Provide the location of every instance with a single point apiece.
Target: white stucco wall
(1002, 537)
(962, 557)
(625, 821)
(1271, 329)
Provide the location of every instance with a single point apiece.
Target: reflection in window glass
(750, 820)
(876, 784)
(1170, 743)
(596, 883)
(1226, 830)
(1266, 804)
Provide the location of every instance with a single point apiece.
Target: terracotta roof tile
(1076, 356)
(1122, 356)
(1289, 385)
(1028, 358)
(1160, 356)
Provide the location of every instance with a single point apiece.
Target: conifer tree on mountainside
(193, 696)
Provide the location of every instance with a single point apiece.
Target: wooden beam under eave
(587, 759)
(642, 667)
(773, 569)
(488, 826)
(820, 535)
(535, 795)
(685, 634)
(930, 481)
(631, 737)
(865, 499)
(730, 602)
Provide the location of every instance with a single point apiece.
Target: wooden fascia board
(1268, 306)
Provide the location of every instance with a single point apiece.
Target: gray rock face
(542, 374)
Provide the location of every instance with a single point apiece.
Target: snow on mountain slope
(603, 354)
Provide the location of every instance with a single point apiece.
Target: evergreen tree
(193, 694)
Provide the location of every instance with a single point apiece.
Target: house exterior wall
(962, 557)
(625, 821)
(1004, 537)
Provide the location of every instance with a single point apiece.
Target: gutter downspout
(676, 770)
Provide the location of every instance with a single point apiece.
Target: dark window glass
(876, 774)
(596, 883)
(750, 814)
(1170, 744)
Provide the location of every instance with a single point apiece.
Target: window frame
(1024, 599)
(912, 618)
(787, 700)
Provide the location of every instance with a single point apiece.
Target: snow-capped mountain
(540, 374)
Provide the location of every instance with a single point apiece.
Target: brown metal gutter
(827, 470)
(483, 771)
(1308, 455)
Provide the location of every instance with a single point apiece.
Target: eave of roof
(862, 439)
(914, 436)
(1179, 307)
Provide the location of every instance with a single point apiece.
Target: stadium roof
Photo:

◇ ◇ ◇ ◇

Instructions to follow - Copy out every line in the items above that contains the string "snow", paying attention to case.

Expected output -
Target: snow on mountain slope
Target: snow-capped mountain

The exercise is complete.